-- INSTRUCTION --
Below is a block of records; repeat all of them exactly.

-- GIVEN DATA --
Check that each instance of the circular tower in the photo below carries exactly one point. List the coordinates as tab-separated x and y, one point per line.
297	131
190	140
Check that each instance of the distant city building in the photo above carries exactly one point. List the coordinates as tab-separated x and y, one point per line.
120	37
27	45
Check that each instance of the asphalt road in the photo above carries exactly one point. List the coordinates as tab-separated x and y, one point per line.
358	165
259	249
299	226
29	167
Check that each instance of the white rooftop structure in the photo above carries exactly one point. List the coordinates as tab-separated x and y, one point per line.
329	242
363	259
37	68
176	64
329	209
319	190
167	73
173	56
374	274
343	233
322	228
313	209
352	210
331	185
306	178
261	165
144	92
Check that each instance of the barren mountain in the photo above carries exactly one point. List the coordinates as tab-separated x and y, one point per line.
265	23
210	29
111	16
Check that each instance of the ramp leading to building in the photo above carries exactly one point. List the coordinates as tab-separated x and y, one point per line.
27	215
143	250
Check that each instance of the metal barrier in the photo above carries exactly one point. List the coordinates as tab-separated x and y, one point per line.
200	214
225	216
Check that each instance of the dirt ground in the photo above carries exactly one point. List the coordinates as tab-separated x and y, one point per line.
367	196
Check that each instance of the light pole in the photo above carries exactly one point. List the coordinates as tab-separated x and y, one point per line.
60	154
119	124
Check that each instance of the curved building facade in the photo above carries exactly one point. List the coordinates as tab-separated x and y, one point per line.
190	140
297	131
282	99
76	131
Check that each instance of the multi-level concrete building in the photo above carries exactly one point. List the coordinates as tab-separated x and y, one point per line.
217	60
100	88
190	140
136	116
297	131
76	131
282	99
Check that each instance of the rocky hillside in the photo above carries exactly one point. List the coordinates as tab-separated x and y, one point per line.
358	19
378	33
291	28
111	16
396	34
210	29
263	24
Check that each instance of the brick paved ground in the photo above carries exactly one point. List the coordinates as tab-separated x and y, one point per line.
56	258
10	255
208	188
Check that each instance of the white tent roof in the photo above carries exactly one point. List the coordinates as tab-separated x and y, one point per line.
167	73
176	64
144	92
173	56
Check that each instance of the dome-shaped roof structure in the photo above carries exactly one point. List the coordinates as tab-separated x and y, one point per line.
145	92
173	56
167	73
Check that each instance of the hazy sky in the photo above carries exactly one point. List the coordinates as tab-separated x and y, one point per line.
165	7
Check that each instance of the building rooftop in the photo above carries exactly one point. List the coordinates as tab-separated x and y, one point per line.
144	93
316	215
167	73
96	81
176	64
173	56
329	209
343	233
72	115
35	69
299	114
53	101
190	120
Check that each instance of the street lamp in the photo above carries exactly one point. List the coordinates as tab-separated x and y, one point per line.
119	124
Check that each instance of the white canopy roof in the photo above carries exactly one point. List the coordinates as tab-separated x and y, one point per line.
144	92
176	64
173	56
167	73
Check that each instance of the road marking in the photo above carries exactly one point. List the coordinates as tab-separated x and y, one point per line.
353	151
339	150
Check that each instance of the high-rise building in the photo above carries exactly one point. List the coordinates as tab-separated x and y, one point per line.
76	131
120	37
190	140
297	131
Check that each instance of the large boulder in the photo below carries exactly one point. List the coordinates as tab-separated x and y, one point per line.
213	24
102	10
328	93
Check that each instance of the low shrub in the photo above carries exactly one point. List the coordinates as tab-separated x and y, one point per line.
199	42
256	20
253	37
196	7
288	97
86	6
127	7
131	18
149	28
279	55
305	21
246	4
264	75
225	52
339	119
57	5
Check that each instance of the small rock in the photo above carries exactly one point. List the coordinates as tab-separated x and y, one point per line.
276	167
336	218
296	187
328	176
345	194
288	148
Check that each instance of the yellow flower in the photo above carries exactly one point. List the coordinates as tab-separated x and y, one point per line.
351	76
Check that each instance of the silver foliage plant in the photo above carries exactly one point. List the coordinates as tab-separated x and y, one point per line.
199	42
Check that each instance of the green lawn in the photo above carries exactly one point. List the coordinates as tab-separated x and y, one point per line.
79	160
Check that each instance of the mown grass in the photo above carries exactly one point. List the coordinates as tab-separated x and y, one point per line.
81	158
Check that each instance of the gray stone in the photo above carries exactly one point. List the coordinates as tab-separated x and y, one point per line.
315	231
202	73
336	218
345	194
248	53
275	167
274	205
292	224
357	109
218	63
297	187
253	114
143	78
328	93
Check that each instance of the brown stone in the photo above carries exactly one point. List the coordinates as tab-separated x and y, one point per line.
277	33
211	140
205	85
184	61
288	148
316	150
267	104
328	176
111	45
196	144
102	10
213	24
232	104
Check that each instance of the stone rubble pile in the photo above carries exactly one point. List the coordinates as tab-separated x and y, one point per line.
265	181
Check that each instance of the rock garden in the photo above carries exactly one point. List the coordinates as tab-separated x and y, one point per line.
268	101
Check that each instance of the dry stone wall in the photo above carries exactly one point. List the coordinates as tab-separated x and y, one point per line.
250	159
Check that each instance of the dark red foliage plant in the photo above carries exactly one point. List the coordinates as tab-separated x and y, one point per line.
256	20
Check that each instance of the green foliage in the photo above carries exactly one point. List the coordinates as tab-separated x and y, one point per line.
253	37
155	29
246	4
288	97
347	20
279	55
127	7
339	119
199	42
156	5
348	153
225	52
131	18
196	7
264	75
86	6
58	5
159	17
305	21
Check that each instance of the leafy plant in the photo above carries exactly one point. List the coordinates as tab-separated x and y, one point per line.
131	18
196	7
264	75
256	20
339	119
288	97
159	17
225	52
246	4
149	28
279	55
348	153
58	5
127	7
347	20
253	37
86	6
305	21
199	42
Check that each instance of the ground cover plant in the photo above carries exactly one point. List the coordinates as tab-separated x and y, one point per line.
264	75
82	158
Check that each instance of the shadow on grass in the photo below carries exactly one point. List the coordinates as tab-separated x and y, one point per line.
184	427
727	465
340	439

-- RESPONSE TO THE TASK --
Check that each instance of the circular tower in the photo below carries exactly one point. List the coordinates as tab-separated x and y, one point per line.
297	131
190	140
Check that each instance of the distant city building in the photo above carries exactly one point. List the coordinates as tab-separated x and y, one point per line.
120	37
27	45
Check that each instance of the asphalt road in the photo above carries exactly one point. List the coordinates as tab-separated x and y, one point per line.
358	165
259	249
299	226
29	167
Check that each instance of the white rooftop structure in the photo above carries exactly one point. List the coordinates as tab-separated x and y, one point per line.
329	242
363	259
37	68
176	64
329	209
319	190
167	73
173	56
374	274
343	233
322	228
313	209
352	210
331	185
306	178
261	165
144	92
Check that each instance of the barren mountain in the photo above carries exactly one point. List the coordinates as tab-separated x and y, one point per line.
265	23
210	29
111	16
Check that each instance of the ramp leading to building in the photo above carries exactly one point. List the coordinates as tab-separated x and y, one point per line.
27	215
143	250
Check that each instance of the metal barrier in the photo above carries exactly one point. List the coordinates as tab-separated x and y, one point per line.
200	214
225	216
Check that each instance of the dirt ground in the photo above carries exactly one point. List the coordinates as tab-separated x and y, one point per line.
367	196
Check that each instance of the light pole in the photo above carries exactly one point. List the coordinates as tab-separated x and y, one point per line.
60	154
119	124
Check that each instance of the curved building facade in the photo above carries exactly one point. List the coordinates as tab-separated x and y, one point per line.
190	140
297	131
282	99
76	131
Check that each instance of the multi-level concrete building in the photo above carries exactly one point. List the coordinates as tab-separated x and y, one point per line.
217	60
100	88
190	140
136	116
297	131
76	131
282	99
Check that each instance of the rocky hillside in the photo above carries exactly one point. List the coordinates as tab-separated x and y, one point per line.
358	19
378	33
291	28
111	16
396	34
210	29
263	24
Check that each instance of the brick paved ground in the photo above carries exactly one point. List the coordinates as tab-separated x and y, one point per line.
56	258
10	255
208	188
Check that each instance of the white tent roof in the photo above carries exactly one point. List the coordinates as tab-separated x and y, one point per line.
167	73
176	64
144	92
173	56
Check that each instance of the dome-shaped roof structure in the photo above carries exactly one point. List the coordinates as tab-separated x and y, one point per line.
145	92
173	56
167	73
Check that each instance of the hazy sky in the photo above carries exactly one point. List the coordinates as tab-separated x and y, one point per line.
165	7
Check that each instance of the building rooftop in the photo above carries exactly one point. List the coordinates as tab-separated x and y, one point per line.
144	93
316	215
167	73
96	81
176	64
173	56
329	209
343	233
72	115
35	69
299	114
53	101
190	120
Check that each instance of the street lamp in the photo above carries exactly one point. List the coordinates as tab-separated x and y, one point per line.
119	124
Check that each instance of the white canopy roof in the photo above carries exactly one point. List the coordinates as tab-separated x and y, one point per line.
144	92
176	64
173	56
167	73
Check that each instance of the road marking in the photo above carries exactly one point. List the coordinates as tab-separated x and y, one point per line.
353	151
339	150
Check that each instance of the high-rise building in the photo above carries exactly one point. List the coordinates as tab-separated x and y, one point per line.
76	131
120	37
190	140
297	131
Check that each instance of the large boulder in the photo below carries exactly one point. List the coordinates as tab-separated x and y, one point per line.
213	24
102	10
328	93
Check that each instance of the low shrub in the photo above carries exactly one point. List the coordinates as tab-separated x and y, one point per line.
199	42
256	20
253	37
196	7
288	97
86	6
127	7
131	18
149	28
279	55
305	21
246	4
264	75
225	52
339	119
57	5
Check that each instance of the small rock in the photo above carries exactly one point. List the coordinates as tab-separated x and y, one point per line.
276	167
336	218
296	187
328	176
345	194
288	148
Check that each instance of the yellow flower in the photo above carries exactly one point. List the coordinates as tab-separated x and y, one point per line.
351	76
Check that each instance of the silver foliage plant in the photo above carries exactly one point. List the coordinates as tab-separated x and y, one point per line.
199	42
Check that each instance of the green lawn in the photo above carries exactly one point. List the coordinates as tab-separated x and y, one point per line.
79	160
Check that each instance of the mown grass in the photo above carries exactly one point. List the coordinates as tab-separated x and y, one point per line.
81	158
Check that each instance of the gray stone in the photo above carries exactly one point. List the coordinates as tab-separated x and y, one point per line.
315	231
202	73
336	218
345	194
248	53
275	167
274	205
292	224
357	109
218	63
297	187
253	114
143	78
328	93
Check that each instance of the brown stone in the photo above carries exactly one point. List the coordinates as tab-separated x and y, one point per line.
277	33
211	140
205	85
184	61
288	148
316	150
267	104
328	176
111	45
196	144
102	10
213	24
232	104
Check that each instance of the stone rubble pile in the photo above carries exactly one point. List the coordinates as tab-separated x and y, one point per line.
265	181
Check that each instance of the rock garden in the photo above carries exactly one point. List the coordinates as tab-separated x and y, one point per line.
268	101
Check that each instance of the dry stone wall in the photo above carries exactly one point. List the coordinates as tab-separated x and y, one point per line.
250	159
Check that each instance of the dark red foliage plant in the photo above carries exactly one point. List the coordinates as tab-separated x and y, one point per line.
256	20
Check that each instance of the green foliage in the photo above carries exactly one point. List the coordinates as tab-separated x and y, one point per line.
253	37
155	29
246	4
288	97
347	20
279	55
127	7
339	119
199	42
156	5
348	153
225	52
131	18
196	7
264	75
86	6
58	5
159	17
305	21
Check that each instance of the leafy plant in the photo above carries exactly one point. List the coordinates as tab-separated x and y, one point per line.
131	18
196	7
264	75
256	20
339	119
288	97
159	17
225	52
246	4
149	28
279	55
348	153
58	5
127	7
347	20
253	37
86	6
305	21
199	42
Check that each instance of the ground cover plant in the photo above carries exactly one point. List the coordinates as tab-separated x and y, one point per line.
264	75
82	158
Check that each instance of the shadow on grass in the photo below carries exactly one point. List the coordinates as tab-separated x and y, one point per line.
184	427
727	465
340	439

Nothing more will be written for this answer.